* BEGIN Records for the exercise *
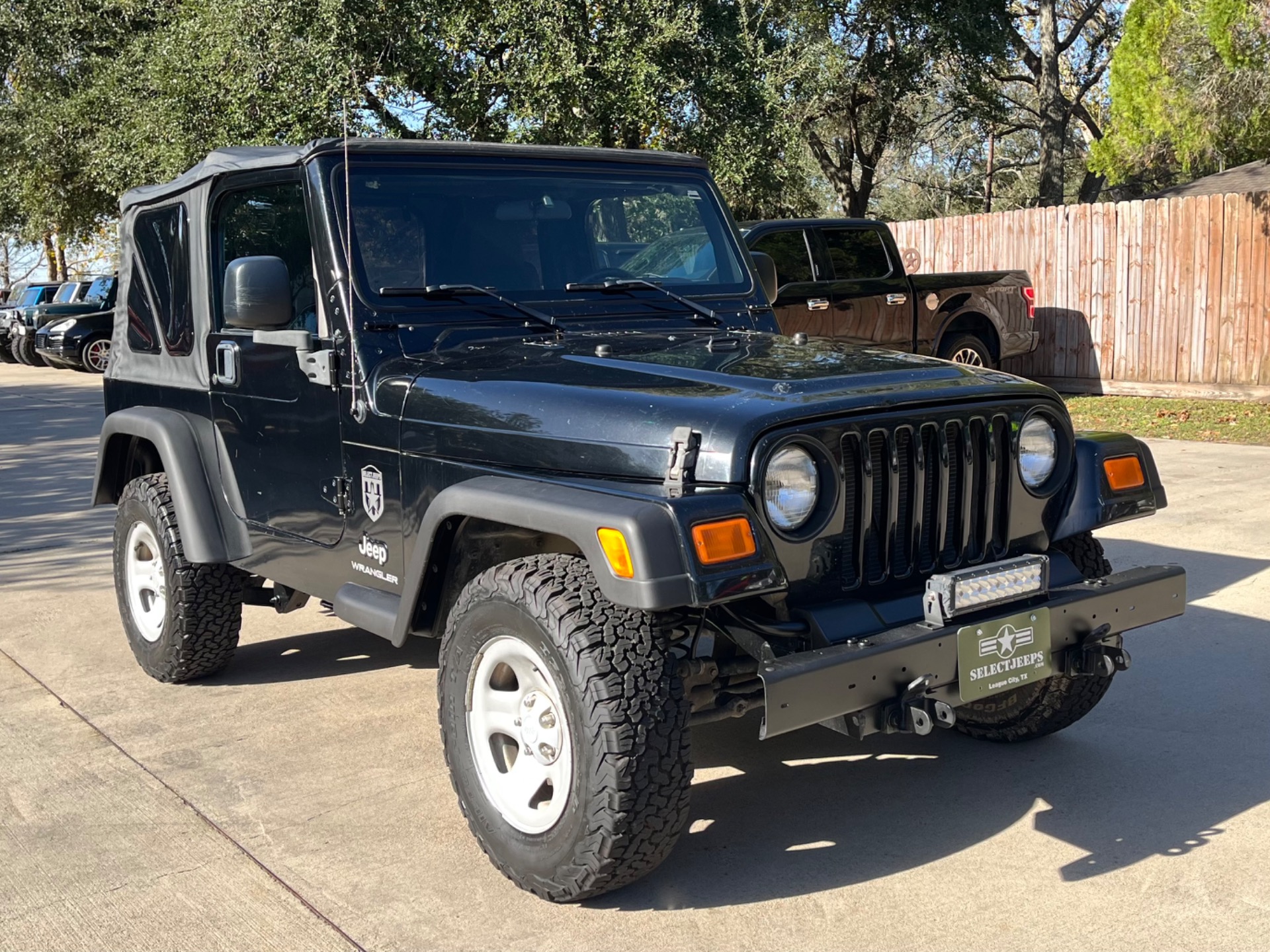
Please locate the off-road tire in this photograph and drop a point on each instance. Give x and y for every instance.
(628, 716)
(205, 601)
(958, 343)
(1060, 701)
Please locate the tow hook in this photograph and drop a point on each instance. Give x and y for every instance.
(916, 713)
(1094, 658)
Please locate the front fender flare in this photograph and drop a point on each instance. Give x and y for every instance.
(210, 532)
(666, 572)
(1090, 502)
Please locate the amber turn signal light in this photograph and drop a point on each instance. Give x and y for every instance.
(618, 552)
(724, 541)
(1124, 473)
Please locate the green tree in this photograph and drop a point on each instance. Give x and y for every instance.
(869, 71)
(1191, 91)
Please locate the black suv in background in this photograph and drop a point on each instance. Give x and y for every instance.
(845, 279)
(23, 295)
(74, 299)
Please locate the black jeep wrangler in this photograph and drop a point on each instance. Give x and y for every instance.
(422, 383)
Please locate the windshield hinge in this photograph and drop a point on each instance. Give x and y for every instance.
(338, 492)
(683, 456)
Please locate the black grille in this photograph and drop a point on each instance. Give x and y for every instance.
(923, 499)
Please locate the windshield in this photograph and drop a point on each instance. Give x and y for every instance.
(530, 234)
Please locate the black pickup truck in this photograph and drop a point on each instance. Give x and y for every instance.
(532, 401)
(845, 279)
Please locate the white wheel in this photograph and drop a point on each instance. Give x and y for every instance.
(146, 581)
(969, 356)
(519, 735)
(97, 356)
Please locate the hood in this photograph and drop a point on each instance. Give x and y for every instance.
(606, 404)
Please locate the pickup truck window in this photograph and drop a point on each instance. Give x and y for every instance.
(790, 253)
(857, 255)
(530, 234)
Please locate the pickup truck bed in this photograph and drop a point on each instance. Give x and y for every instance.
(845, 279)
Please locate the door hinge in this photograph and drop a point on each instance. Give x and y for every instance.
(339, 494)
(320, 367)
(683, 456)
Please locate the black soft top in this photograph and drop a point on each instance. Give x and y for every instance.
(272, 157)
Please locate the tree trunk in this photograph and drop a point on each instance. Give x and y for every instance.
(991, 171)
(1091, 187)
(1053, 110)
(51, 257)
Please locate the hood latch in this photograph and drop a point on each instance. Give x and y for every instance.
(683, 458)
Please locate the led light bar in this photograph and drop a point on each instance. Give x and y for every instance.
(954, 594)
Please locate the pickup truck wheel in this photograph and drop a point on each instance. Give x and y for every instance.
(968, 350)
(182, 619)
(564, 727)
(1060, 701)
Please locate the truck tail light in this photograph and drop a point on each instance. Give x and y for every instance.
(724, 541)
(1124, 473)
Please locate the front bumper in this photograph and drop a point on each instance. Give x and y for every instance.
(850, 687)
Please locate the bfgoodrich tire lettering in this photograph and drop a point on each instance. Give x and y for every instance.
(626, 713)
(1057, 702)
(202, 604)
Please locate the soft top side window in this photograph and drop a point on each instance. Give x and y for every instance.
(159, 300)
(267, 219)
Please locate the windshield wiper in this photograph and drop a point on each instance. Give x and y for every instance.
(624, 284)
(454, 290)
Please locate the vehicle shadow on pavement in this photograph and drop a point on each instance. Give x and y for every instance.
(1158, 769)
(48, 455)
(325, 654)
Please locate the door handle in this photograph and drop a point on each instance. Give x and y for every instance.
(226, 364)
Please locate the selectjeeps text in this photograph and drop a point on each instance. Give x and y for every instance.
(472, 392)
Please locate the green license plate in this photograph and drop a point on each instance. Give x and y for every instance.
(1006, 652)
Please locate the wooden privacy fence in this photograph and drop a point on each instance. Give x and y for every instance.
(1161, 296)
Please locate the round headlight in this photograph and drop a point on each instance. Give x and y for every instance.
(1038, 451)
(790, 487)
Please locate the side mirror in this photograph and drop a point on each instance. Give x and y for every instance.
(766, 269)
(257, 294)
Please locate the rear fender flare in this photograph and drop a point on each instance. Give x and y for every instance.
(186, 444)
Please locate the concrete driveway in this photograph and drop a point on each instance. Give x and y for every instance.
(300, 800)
* END Records for the exercise *
* BEGIN Records for the exercise *
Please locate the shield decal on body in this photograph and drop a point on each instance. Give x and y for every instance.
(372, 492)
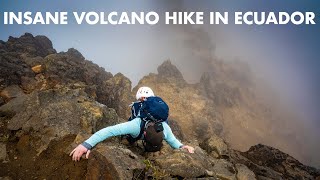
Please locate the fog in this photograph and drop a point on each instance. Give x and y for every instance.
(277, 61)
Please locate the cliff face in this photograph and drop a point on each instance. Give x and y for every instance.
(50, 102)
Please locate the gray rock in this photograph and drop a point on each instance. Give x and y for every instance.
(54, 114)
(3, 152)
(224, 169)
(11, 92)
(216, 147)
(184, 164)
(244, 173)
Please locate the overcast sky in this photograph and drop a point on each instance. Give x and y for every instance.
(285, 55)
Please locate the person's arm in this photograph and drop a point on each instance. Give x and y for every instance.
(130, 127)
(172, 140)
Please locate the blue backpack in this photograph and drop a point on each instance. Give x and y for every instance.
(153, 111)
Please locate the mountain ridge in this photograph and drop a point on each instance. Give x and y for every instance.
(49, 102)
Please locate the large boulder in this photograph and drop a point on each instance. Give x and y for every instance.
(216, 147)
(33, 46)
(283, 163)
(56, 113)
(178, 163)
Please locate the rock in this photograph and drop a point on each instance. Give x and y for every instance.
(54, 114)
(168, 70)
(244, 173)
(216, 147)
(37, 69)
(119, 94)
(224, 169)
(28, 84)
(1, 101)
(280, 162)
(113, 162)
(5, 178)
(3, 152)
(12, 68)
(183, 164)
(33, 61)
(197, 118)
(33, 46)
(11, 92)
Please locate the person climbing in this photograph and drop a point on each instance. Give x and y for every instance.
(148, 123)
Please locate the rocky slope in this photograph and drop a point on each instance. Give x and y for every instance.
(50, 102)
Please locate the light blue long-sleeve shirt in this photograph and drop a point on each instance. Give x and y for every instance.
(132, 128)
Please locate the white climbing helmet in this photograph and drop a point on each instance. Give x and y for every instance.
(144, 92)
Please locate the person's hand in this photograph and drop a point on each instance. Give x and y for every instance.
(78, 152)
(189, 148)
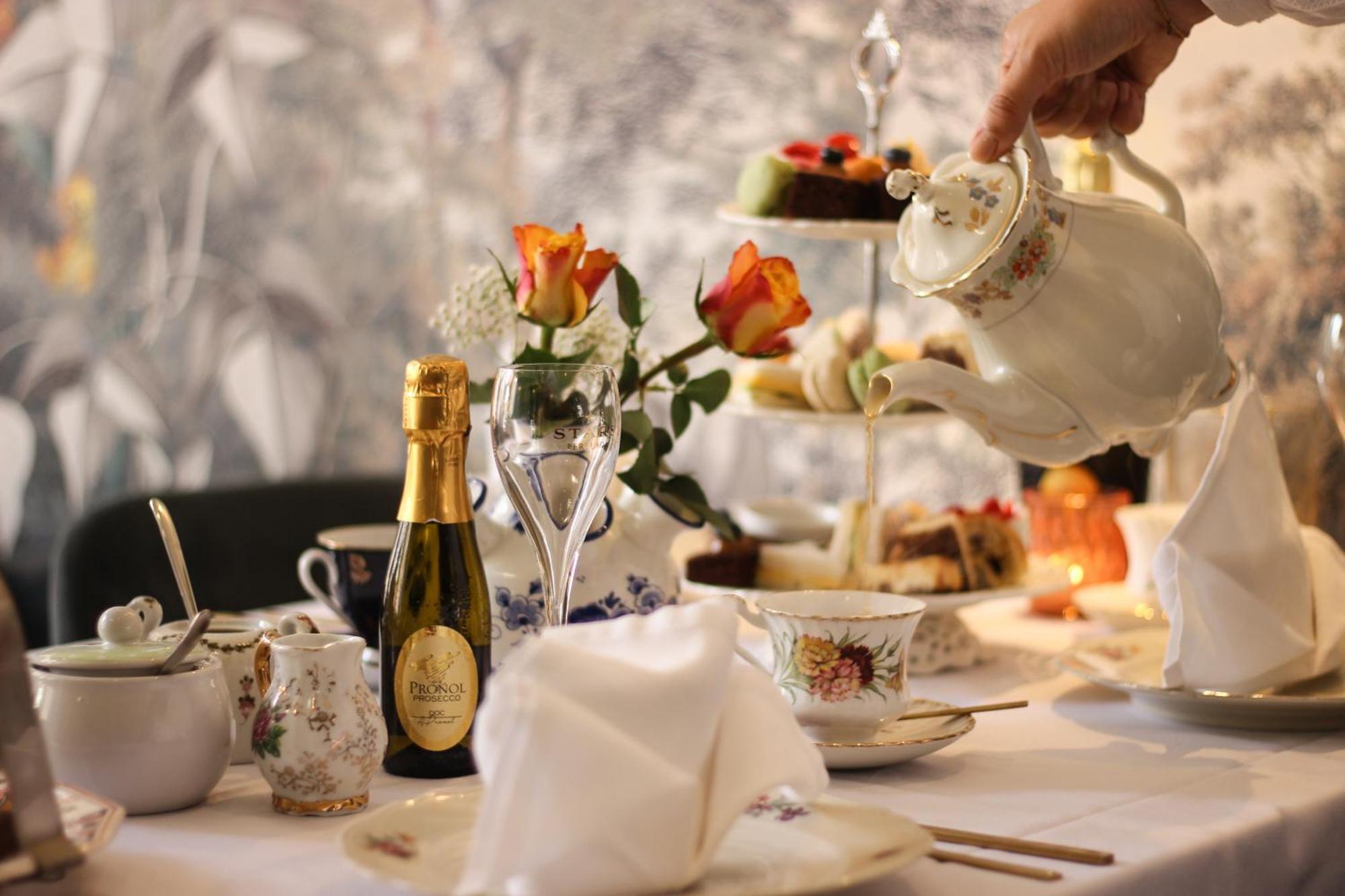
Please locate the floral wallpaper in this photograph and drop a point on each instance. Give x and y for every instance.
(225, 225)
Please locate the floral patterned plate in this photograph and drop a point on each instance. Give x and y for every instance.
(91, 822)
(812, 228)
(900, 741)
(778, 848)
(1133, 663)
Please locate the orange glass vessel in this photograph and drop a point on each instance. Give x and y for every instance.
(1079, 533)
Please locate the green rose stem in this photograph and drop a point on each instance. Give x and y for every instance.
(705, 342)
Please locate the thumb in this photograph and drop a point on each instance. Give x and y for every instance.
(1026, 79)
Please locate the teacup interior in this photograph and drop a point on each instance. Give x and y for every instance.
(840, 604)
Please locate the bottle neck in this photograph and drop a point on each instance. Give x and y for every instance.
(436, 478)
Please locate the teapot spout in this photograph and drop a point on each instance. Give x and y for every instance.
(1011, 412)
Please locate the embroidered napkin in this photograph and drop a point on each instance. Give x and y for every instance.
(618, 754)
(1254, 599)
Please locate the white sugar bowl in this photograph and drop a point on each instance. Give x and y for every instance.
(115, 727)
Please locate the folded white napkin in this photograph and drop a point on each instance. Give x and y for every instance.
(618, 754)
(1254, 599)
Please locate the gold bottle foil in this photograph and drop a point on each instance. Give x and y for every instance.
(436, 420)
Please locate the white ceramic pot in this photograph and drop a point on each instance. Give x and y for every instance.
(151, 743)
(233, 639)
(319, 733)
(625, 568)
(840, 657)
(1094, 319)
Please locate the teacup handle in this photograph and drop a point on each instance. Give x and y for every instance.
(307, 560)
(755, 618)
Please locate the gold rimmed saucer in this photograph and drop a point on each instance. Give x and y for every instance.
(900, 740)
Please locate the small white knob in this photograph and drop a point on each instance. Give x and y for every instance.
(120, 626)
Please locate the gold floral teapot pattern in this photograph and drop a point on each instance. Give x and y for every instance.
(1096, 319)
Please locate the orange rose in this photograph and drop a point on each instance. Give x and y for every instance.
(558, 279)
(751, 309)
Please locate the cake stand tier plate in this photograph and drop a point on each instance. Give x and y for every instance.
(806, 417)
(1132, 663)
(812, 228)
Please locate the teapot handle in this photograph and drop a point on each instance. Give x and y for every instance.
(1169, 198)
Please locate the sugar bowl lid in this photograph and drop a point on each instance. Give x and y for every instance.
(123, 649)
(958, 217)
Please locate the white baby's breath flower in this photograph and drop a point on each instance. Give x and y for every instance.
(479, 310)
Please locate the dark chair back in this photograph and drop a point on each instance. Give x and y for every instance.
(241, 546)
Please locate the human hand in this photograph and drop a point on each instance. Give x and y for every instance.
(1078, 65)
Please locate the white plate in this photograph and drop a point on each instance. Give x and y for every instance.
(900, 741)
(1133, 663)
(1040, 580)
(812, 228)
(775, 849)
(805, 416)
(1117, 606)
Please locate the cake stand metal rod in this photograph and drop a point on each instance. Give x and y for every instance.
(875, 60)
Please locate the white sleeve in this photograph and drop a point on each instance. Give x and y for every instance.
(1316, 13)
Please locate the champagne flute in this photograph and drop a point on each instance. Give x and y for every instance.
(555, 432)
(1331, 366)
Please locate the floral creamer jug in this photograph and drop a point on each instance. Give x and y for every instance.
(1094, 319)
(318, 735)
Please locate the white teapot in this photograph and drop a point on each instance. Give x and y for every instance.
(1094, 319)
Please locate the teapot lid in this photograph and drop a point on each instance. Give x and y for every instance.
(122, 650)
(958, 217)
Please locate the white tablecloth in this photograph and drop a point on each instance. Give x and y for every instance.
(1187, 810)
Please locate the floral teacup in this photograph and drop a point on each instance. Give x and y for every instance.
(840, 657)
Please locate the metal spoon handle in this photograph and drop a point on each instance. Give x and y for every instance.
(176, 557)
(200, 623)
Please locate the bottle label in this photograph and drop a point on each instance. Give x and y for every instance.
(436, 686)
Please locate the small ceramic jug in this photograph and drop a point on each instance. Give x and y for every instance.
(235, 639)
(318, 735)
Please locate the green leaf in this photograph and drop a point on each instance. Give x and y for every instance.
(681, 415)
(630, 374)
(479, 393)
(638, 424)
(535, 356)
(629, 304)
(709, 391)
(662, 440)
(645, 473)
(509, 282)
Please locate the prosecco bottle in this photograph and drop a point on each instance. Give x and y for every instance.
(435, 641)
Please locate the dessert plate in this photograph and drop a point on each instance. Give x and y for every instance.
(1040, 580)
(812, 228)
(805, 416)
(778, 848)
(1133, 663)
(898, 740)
* END Records for the exercise *
* BEGIN Records for the exercise *
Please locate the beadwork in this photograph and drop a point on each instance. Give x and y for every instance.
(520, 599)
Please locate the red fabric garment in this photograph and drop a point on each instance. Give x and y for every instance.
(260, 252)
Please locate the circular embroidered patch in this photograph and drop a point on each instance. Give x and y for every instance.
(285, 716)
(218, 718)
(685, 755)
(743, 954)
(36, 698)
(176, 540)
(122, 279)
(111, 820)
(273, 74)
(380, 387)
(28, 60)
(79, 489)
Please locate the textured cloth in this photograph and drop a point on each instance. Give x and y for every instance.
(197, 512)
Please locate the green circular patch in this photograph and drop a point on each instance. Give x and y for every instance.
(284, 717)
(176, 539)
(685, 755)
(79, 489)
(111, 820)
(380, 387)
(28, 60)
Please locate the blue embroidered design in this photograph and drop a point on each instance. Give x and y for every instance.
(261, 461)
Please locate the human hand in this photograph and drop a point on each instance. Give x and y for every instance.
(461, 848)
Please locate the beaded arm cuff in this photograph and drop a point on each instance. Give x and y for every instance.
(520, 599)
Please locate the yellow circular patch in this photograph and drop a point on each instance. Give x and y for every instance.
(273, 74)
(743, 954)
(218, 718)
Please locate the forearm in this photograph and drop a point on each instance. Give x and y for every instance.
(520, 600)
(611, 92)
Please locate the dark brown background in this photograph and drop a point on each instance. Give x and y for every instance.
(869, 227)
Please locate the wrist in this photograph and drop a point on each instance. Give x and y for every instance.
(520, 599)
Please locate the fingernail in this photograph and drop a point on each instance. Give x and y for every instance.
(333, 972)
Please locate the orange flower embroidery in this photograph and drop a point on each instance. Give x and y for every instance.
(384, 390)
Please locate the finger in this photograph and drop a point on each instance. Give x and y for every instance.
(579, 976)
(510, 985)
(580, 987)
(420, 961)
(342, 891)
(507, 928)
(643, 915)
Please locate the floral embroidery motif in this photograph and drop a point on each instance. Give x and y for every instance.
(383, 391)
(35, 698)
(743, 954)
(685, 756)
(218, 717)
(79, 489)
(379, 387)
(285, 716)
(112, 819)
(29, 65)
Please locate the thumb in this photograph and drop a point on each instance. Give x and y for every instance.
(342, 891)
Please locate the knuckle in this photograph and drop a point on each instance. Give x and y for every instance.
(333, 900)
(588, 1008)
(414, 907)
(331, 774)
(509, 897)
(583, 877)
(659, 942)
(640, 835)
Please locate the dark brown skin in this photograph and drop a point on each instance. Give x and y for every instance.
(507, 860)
* END Records for the exercise *
Copy the data from the line containing "Please locate the off-road" through the line containing "(1094, 658)", changing "photograph" to "image" and leaving everything else as it is.

Please locate the off-road tire in this image and drop a point on each instance. Give x and y for every instance.
(628, 716)
(205, 601)
(958, 343)
(1060, 701)
Please locate the tow hook in this image and drop a point on each instance. Give x and y for every instance.
(916, 713)
(1094, 658)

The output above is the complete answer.